The problem: Reproduce exactly the line that includes "box: [451, 448, 975, 708]" and all lines after it, ending with the last line of the data.

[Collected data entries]
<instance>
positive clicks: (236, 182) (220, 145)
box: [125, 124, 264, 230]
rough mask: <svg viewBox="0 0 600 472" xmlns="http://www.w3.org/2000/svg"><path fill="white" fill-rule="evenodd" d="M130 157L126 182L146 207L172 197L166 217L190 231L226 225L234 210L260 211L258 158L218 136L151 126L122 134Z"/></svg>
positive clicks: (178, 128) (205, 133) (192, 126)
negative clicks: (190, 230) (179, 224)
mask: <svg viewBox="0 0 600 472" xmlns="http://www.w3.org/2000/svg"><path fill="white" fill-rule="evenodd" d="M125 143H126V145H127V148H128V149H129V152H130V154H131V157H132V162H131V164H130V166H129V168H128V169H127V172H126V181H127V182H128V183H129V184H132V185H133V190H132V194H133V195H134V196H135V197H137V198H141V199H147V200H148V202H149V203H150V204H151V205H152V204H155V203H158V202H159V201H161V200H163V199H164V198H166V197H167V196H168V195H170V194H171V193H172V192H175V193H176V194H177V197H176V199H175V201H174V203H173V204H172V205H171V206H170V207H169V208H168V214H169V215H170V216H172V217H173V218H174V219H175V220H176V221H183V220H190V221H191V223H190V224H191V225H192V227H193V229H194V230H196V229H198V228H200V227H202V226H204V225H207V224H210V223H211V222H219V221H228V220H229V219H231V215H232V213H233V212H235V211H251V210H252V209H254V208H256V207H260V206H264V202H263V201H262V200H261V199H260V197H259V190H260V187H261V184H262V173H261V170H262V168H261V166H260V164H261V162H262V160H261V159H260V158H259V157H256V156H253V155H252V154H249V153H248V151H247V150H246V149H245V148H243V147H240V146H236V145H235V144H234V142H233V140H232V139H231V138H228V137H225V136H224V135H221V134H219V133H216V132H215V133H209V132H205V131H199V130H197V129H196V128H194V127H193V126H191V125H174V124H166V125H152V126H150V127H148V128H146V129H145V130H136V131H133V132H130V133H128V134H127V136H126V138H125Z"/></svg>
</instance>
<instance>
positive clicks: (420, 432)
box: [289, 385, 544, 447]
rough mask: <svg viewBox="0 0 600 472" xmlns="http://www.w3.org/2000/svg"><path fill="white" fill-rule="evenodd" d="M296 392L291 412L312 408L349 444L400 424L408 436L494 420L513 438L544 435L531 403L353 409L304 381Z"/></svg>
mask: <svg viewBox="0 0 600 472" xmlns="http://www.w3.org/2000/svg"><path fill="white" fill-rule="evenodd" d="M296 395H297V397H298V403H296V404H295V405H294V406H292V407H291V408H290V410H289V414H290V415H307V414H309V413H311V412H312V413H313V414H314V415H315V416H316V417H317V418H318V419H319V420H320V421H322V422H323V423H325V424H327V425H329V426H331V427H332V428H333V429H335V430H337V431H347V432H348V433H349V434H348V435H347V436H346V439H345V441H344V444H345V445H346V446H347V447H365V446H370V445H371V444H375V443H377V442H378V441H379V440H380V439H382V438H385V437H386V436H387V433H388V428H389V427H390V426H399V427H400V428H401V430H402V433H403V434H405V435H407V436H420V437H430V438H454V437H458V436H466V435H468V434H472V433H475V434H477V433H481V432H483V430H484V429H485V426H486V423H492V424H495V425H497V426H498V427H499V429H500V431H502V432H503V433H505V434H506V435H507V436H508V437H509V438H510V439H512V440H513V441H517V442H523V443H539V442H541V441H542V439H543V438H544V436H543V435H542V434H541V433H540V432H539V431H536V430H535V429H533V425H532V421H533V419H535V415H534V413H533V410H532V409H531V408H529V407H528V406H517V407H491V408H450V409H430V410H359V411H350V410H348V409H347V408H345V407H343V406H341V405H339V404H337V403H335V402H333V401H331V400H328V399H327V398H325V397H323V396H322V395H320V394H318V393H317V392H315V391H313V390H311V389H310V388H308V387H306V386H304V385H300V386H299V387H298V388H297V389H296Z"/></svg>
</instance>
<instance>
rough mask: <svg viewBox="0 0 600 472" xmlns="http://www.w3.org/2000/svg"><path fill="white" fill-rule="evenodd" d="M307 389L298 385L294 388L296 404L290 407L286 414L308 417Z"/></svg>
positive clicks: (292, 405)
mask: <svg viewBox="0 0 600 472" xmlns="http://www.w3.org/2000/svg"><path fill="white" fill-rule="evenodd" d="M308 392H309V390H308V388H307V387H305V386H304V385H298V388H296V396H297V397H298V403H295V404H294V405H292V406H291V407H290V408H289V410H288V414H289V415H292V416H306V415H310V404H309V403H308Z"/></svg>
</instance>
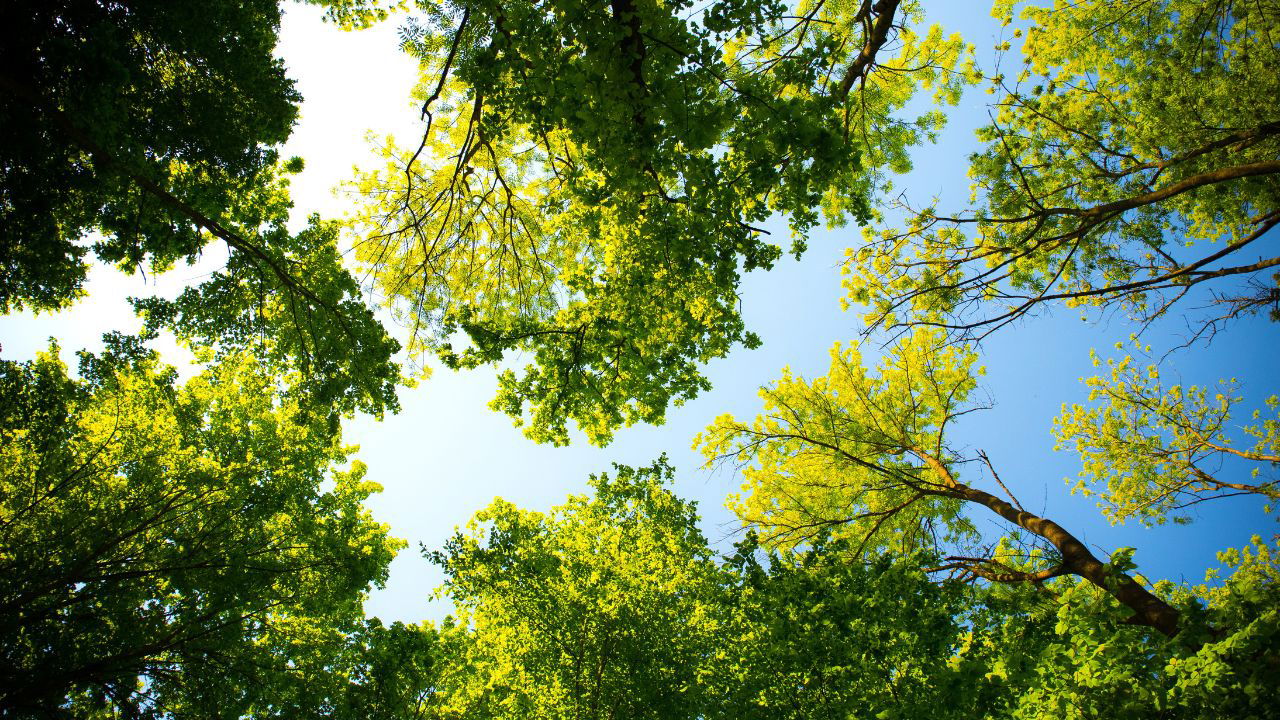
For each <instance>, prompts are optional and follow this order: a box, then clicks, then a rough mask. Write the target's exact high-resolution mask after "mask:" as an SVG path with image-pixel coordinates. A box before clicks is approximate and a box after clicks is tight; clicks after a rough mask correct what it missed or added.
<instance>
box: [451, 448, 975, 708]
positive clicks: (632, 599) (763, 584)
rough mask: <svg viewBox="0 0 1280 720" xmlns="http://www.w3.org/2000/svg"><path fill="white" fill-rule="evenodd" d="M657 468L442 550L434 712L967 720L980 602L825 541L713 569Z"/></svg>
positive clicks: (757, 556)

Written solution:
box: [451, 448, 975, 708]
positive clicks: (632, 599) (763, 584)
rough mask: <svg viewBox="0 0 1280 720" xmlns="http://www.w3.org/2000/svg"><path fill="white" fill-rule="evenodd" d="M657 468L442 550L434 712L967 720L980 602L825 541L713 569Z"/></svg>
positive clicks: (757, 556)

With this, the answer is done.